### Data records

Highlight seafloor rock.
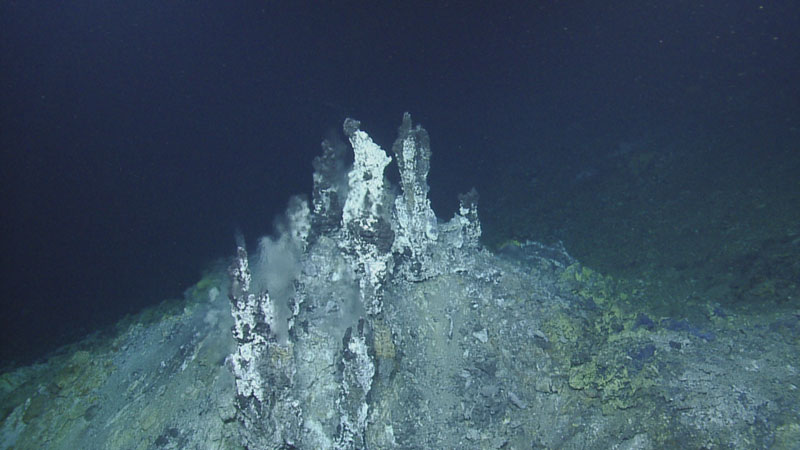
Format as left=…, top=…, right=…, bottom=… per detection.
left=1, top=114, right=797, bottom=450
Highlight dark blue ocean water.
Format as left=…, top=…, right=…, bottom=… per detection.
left=2, top=1, right=798, bottom=366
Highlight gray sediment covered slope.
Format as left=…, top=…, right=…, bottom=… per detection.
left=1, top=114, right=798, bottom=449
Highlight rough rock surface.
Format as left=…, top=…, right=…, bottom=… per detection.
left=1, top=114, right=797, bottom=450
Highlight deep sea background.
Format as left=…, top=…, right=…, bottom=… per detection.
left=1, top=1, right=798, bottom=366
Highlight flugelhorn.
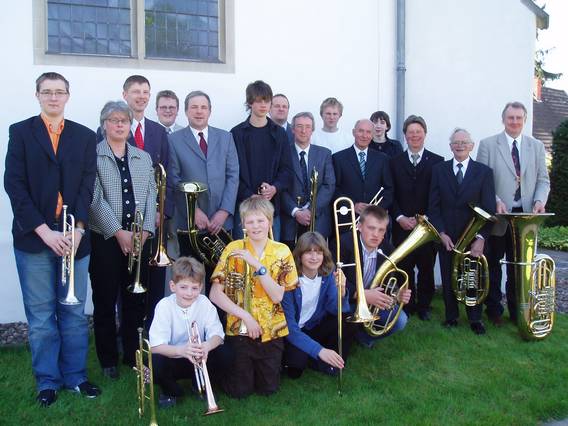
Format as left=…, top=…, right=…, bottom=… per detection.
left=499, top=212, right=556, bottom=340
left=365, top=215, right=440, bottom=337
left=128, top=208, right=146, bottom=294
left=149, top=163, right=174, bottom=267
left=225, top=234, right=252, bottom=335
left=185, top=319, right=223, bottom=415
left=451, top=204, right=496, bottom=306
left=134, top=327, right=158, bottom=426
left=60, top=204, right=80, bottom=305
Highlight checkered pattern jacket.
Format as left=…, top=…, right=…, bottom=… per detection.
left=89, top=140, right=157, bottom=239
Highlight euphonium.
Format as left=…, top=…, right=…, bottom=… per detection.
left=365, top=215, right=441, bottom=337
left=128, top=208, right=146, bottom=294
left=224, top=235, right=252, bottom=335
left=451, top=204, right=496, bottom=306
left=309, top=167, right=318, bottom=233
left=499, top=212, right=556, bottom=340
left=60, top=204, right=80, bottom=305
left=178, top=182, right=232, bottom=266
left=149, top=163, right=174, bottom=267
left=134, top=327, right=158, bottom=426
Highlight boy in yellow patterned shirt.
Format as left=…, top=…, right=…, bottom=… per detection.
left=210, top=197, right=298, bottom=398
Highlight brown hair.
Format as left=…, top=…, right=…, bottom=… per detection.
left=369, top=110, right=392, bottom=132
left=171, top=256, right=205, bottom=284
left=245, top=80, right=273, bottom=110
left=402, top=114, right=427, bottom=134
left=319, top=97, right=343, bottom=116
left=156, top=89, right=179, bottom=109
left=36, top=72, right=69, bottom=93
left=123, top=75, right=150, bottom=91
left=293, top=232, right=335, bottom=276
left=359, top=205, right=389, bottom=224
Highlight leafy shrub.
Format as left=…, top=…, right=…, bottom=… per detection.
left=548, top=120, right=568, bottom=225
left=540, top=226, right=568, bottom=251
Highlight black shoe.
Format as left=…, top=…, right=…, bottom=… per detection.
left=488, top=316, right=503, bottom=327
left=37, top=389, right=57, bottom=407
left=443, top=319, right=458, bottom=328
left=72, top=381, right=101, bottom=399
left=158, top=394, right=177, bottom=409
left=418, top=310, right=431, bottom=321
left=103, top=366, right=119, bottom=380
left=470, top=322, right=486, bottom=335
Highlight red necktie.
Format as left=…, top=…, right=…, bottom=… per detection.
left=198, top=132, right=208, bottom=157
left=135, top=122, right=144, bottom=150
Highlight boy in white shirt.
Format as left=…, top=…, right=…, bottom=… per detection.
left=149, top=257, right=228, bottom=408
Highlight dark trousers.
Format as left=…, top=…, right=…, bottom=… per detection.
left=283, top=314, right=357, bottom=377
left=222, top=336, right=284, bottom=398
left=438, top=248, right=481, bottom=322
left=485, top=229, right=516, bottom=320
left=90, top=232, right=149, bottom=368
left=397, top=241, right=437, bottom=314
left=145, top=229, right=166, bottom=328
left=152, top=344, right=233, bottom=397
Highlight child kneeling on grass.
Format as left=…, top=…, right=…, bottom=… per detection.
left=210, top=197, right=298, bottom=398
left=149, top=256, right=230, bottom=408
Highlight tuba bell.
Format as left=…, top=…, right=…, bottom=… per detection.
left=60, top=204, right=80, bottom=305
left=451, top=204, right=496, bottom=306
left=499, top=212, right=556, bottom=340
left=365, top=215, right=441, bottom=337
left=149, top=163, right=174, bottom=267
left=224, top=234, right=252, bottom=335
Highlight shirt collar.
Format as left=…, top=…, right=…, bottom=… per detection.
left=453, top=156, right=471, bottom=172
left=190, top=126, right=209, bottom=143
left=505, top=132, right=522, bottom=150
left=353, top=145, right=368, bottom=157
left=406, top=147, right=425, bottom=163
left=295, top=143, right=311, bottom=157
left=40, top=113, right=65, bottom=135
left=359, top=235, right=378, bottom=258
left=131, top=117, right=145, bottom=136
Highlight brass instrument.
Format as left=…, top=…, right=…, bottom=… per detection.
left=134, top=327, right=158, bottom=426
left=128, top=209, right=146, bottom=294
left=451, top=204, right=496, bottom=306
left=294, top=195, right=303, bottom=245
left=309, top=167, right=319, bottom=233
left=149, top=164, right=174, bottom=267
left=178, top=182, right=232, bottom=267
left=185, top=319, right=223, bottom=415
left=225, top=234, right=252, bottom=335
left=499, top=213, right=556, bottom=340
left=365, top=215, right=440, bottom=337
left=353, top=187, right=383, bottom=228
left=60, top=204, right=80, bottom=305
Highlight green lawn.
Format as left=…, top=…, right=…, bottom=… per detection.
left=1, top=297, right=567, bottom=426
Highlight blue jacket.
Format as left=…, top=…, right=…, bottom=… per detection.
left=282, top=274, right=350, bottom=360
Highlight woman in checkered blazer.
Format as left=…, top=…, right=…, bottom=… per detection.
left=89, top=101, right=157, bottom=379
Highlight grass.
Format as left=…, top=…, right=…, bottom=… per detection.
left=1, top=296, right=567, bottom=426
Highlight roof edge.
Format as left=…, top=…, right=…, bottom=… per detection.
left=520, top=0, right=549, bottom=29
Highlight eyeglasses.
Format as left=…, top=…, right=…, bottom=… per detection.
left=106, top=118, right=130, bottom=125
left=39, top=90, right=68, bottom=98
left=158, top=106, right=177, bottom=111
left=450, top=141, right=473, bottom=146
left=294, top=124, right=313, bottom=131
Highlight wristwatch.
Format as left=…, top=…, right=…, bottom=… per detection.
left=253, top=266, right=267, bottom=277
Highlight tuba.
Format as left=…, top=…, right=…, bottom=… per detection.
left=178, top=182, right=232, bottom=267
left=499, top=213, right=556, bottom=340
left=149, top=163, right=174, bottom=267
left=134, top=327, right=158, bottom=426
left=60, top=204, right=80, bottom=305
left=128, top=208, right=146, bottom=294
left=451, top=204, right=496, bottom=306
left=224, top=234, right=252, bottom=335
left=309, top=167, right=318, bottom=233
left=365, top=215, right=441, bottom=337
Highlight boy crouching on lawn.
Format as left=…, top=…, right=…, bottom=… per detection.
left=149, top=256, right=230, bottom=408
left=210, top=197, right=298, bottom=398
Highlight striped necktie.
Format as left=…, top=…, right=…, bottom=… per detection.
left=359, top=152, right=366, bottom=178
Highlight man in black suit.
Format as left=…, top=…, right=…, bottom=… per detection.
left=4, top=72, right=100, bottom=406
left=332, top=119, right=393, bottom=225
left=428, top=128, right=496, bottom=335
left=390, top=115, right=444, bottom=320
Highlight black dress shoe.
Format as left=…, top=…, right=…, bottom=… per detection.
left=470, top=322, right=486, bottom=335
left=103, top=366, right=119, bottom=379
left=37, top=389, right=57, bottom=407
left=418, top=310, right=431, bottom=321
left=443, top=319, right=458, bottom=327
left=72, top=381, right=101, bottom=398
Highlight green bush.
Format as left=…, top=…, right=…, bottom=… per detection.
left=548, top=120, right=568, bottom=225
left=540, top=226, right=568, bottom=251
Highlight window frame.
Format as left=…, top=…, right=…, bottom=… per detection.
left=33, top=0, right=234, bottom=73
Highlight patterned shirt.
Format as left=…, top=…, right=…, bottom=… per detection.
left=212, top=238, right=298, bottom=342
left=112, top=144, right=136, bottom=229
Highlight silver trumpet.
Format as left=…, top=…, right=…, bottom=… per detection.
left=60, top=204, right=80, bottom=305
left=184, top=316, right=223, bottom=416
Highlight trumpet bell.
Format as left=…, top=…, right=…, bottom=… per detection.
left=59, top=294, right=80, bottom=305
left=128, top=281, right=147, bottom=294
left=148, top=249, right=174, bottom=267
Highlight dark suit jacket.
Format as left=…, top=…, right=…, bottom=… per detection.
left=428, top=159, right=496, bottom=242
left=4, top=116, right=97, bottom=258
left=369, top=137, right=404, bottom=158
left=332, top=146, right=393, bottom=211
left=390, top=149, right=444, bottom=245
left=281, top=143, right=336, bottom=240
left=285, top=122, right=294, bottom=144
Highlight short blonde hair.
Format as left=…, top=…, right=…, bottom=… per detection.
left=171, top=256, right=205, bottom=285
left=239, top=196, right=274, bottom=223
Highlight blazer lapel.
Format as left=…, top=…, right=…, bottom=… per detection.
left=445, top=161, right=458, bottom=195
left=290, top=144, right=303, bottom=183
left=307, top=146, right=318, bottom=181
left=497, top=132, right=517, bottom=177
left=459, top=159, right=478, bottom=196
left=32, top=116, right=57, bottom=162
left=400, top=152, right=415, bottom=177
left=520, top=136, right=531, bottom=177
left=182, top=128, right=206, bottom=161
left=56, top=122, right=73, bottom=162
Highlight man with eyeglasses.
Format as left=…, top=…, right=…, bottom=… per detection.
left=156, top=90, right=184, bottom=134
left=4, top=72, right=100, bottom=407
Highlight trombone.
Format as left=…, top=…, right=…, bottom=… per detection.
left=60, top=204, right=80, bottom=305
left=134, top=327, right=158, bottom=426
left=128, top=208, right=146, bottom=294
left=309, top=167, right=318, bottom=232
left=352, top=187, right=383, bottom=229
left=149, top=163, right=174, bottom=267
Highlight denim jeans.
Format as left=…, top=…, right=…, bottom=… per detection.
left=14, top=248, right=90, bottom=391
left=354, top=304, right=408, bottom=348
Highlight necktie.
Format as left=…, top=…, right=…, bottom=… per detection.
left=411, top=153, right=419, bottom=166
left=512, top=140, right=521, bottom=201
left=198, top=132, right=208, bottom=157
left=134, top=122, right=144, bottom=150
left=166, top=127, right=172, bottom=134
left=456, top=163, right=463, bottom=185
left=359, top=152, right=366, bottom=178
left=299, top=151, right=309, bottom=199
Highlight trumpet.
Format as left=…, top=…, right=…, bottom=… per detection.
left=134, top=327, right=158, bottom=426
left=225, top=234, right=252, bottom=335
left=185, top=319, right=223, bottom=415
left=128, top=208, right=146, bottom=294
left=60, top=205, right=80, bottom=305
left=149, top=163, right=174, bottom=267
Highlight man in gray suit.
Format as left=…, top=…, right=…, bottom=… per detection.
left=476, top=101, right=550, bottom=325
left=281, top=112, right=336, bottom=248
left=168, top=90, right=239, bottom=277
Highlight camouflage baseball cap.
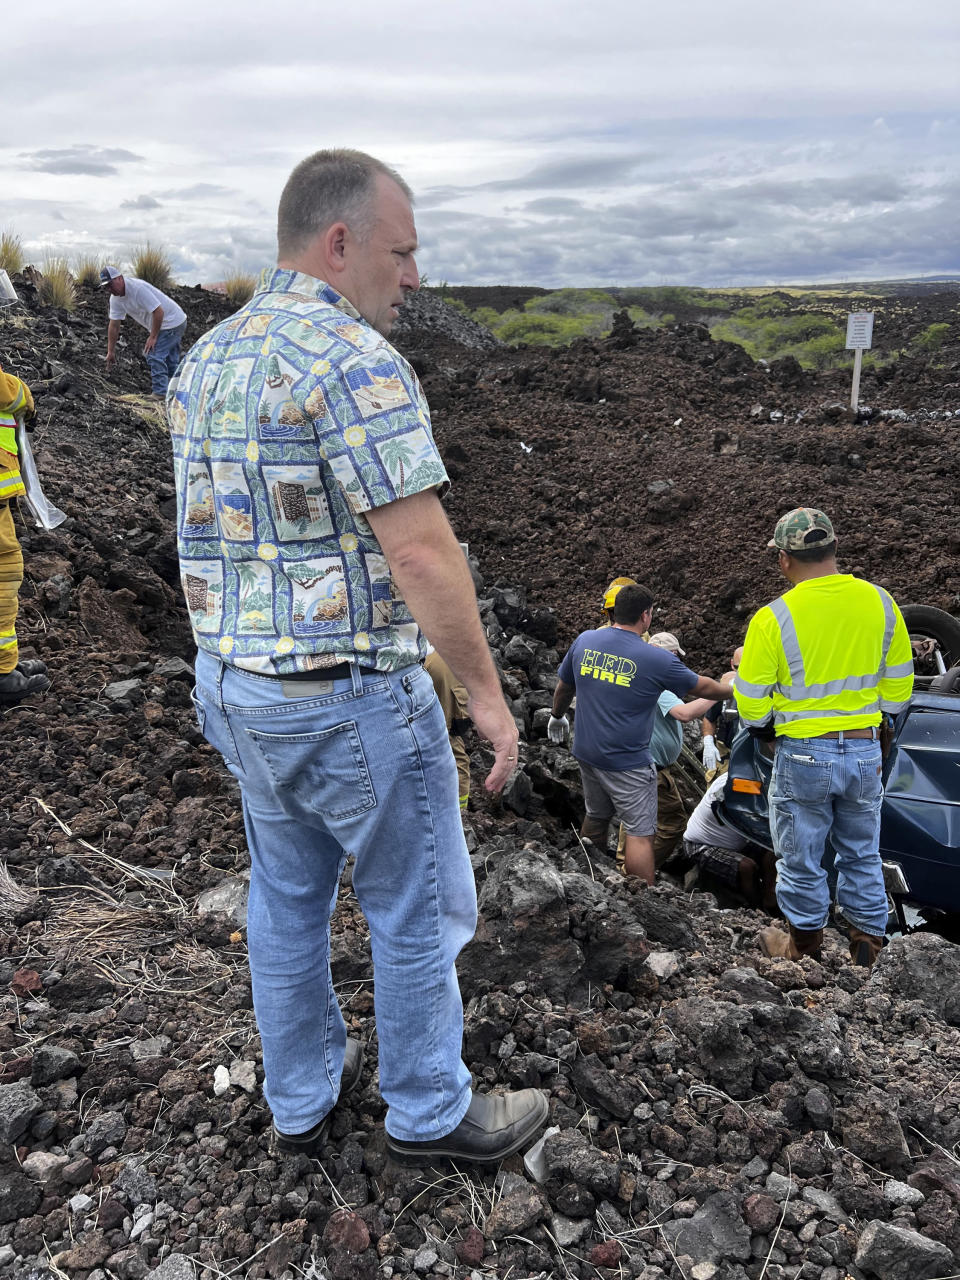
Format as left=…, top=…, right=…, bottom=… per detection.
left=767, top=507, right=835, bottom=552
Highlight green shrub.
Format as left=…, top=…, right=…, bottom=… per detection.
left=791, top=332, right=846, bottom=370
left=471, top=306, right=501, bottom=331
left=494, top=311, right=590, bottom=346
left=131, top=241, right=173, bottom=289
left=37, top=257, right=77, bottom=311
left=626, top=306, right=661, bottom=329
left=526, top=288, right=617, bottom=317
left=223, top=271, right=257, bottom=307
left=440, top=295, right=470, bottom=317
left=911, top=322, right=951, bottom=353
left=711, top=308, right=847, bottom=368
left=0, top=230, right=24, bottom=276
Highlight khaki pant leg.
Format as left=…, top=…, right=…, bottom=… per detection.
left=653, top=767, right=687, bottom=869
left=425, top=651, right=471, bottom=809
left=0, top=502, right=23, bottom=675
left=615, top=823, right=626, bottom=871
left=451, top=735, right=471, bottom=809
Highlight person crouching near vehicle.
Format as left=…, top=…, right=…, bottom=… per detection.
left=734, top=507, right=914, bottom=967
left=549, top=584, right=734, bottom=884
left=682, top=775, right=777, bottom=910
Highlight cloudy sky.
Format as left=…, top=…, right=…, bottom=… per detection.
left=7, top=1, right=959, bottom=288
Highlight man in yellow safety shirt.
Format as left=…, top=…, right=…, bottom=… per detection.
left=734, top=507, right=913, bottom=967
left=0, top=363, right=51, bottom=705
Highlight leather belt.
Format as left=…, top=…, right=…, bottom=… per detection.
left=810, top=727, right=878, bottom=740
left=259, top=661, right=354, bottom=682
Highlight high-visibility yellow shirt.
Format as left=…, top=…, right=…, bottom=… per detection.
left=733, top=574, right=914, bottom=738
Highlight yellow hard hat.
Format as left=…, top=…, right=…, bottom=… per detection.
left=602, top=576, right=637, bottom=611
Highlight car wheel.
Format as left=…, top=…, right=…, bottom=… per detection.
left=901, top=604, right=960, bottom=680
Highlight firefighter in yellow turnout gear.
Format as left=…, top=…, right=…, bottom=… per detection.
left=0, top=363, right=50, bottom=704
left=734, top=508, right=913, bottom=968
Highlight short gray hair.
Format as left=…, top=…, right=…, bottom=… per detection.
left=277, top=148, right=412, bottom=258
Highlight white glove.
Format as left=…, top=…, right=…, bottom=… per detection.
left=702, top=735, right=719, bottom=772
left=547, top=714, right=570, bottom=745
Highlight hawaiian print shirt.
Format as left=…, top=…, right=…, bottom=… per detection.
left=167, top=268, right=449, bottom=674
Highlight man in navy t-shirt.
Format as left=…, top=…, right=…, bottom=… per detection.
left=550, top=584, right=735, bottom=884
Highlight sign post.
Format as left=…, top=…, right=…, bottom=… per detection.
left=845, top=312, right=874, bottom=412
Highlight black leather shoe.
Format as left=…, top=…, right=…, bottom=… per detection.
left=16, top=659, right=48, bottom=677
left=0, top=668, right=51, bottom=705
left=272, top=1036, right=364, bottom=1156
left=385, top=1088, right=549, bottom=1166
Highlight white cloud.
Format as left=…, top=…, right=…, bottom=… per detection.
left=5, top=0, right=958, bottom=286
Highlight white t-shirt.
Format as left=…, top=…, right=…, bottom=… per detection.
left=683, top=775, right=747, bottom=851
left=109, top=276, right=186, bottom=332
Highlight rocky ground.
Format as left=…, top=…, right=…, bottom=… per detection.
left=1, top=276, right=959, bottom=1280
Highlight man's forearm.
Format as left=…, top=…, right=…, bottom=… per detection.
left=106, top=319, right=120, bottom=358
left=691, top=675, right=736, bottom=702
left=149, top=307, right=164, bottom=340
left=392, top=549, right=500, bottom=699
left=553, top=680, right=574, bottom=717
left=365, top=493, right=500, bottom=702
left=672, top=696, right=721, bottom=723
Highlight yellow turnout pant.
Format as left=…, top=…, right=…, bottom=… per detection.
left=0, top=501, right=24, bottom=675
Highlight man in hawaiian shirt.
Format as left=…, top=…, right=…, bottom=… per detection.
left=169, top=149, right=547, bottom=1166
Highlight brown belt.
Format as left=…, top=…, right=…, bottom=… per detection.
left=810, top=727, right=878, bottom=740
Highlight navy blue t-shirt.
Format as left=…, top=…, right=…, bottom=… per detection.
left=558, top=627, right=699, bottom=770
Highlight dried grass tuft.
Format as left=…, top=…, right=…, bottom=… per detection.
left=0, top=230, right=24, bottom=275
left=73, top=253, right=104, bottom=287
left=0, top=862, right=39, bottom=921
left=131, top=241, right=173, bottom=290
left=223, top=271, right=257, bottom=308
left=37, top=257, right=77, bottom=312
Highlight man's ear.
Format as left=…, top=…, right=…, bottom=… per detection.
left=323, top=222, right=350, bottom=274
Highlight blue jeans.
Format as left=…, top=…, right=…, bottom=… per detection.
left=192, top=650, right=475, bottom=1140
left=769, top=731, right=888, bottom=936
left=146, top=321, right=186, bottom=394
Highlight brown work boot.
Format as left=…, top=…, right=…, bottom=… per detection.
left=759, top=923, right=823, bottom=961
left=580, top=816, right=610, bottom=852
left=848, top=927, right=884, bottom=967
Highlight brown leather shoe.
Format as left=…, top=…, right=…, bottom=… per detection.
left=848, top=927, right=884, bottom=967
left=385, top=1088, right=549, bottom=1166
left=760, top=924, right=823, bottom=961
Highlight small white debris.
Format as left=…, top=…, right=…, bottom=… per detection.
left=229, top=1059, right=258, bottom=1093
left=213, top=1065, right=231, bottom=1096
left=130, top=1212, right=155, bottom=1241
left=646, top=951, right=680, bottom=980
left=673, top=418, right=682, bottom=426
left=522, top=1125, right=560, bottom=1183
left=519, top=441, right=533, bottom=453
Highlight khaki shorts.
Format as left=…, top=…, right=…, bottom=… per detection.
left=579, top=760, right=657, bottom=838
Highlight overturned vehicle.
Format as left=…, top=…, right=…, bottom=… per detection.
left=717, top=605, right=960, bottom=921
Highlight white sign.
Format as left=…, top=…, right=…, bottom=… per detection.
left=845, top=312, right=874, bottom=350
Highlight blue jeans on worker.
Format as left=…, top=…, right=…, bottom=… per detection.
left=146, top=321, right=186, bottom=394
left=769, top=729, right=888, bottom=937
left=192, top=650, right=475, bottom=1141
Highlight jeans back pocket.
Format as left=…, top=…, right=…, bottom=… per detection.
left=777, top=750, right=832, bottom=804
left=245, top=720, right=376, bottom=822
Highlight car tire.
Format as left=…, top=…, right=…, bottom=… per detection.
left=901, top=604, right=960, bottom=673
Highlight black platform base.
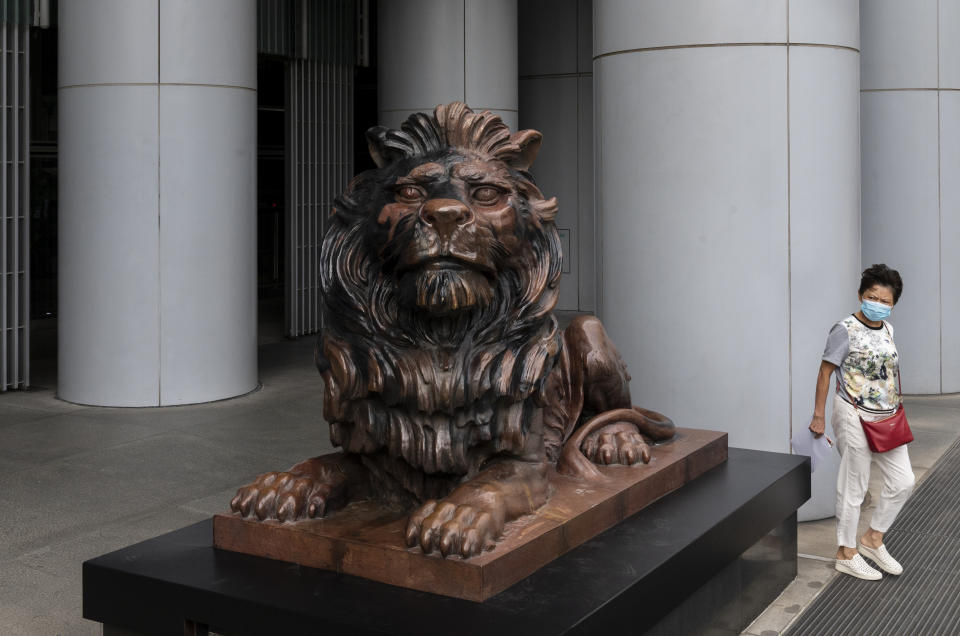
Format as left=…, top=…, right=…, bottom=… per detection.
left=83, top=448, right=809, bottom=636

######

Your instructions | Word for word, give again the lines from the line with "Highlight car tire." through the end of the records above, with both ends included and the pictures left out.

Exercise result |
Highlight car tire.
Format as left=…, top=…, right=…, bottom=… per detection.
left=901, top=604, right=960, bottom=673
Highlight black platform base.
Format as left=…, top=…, right=…, bottom=… per detection.
left=83, top=448, right=809, bottom=636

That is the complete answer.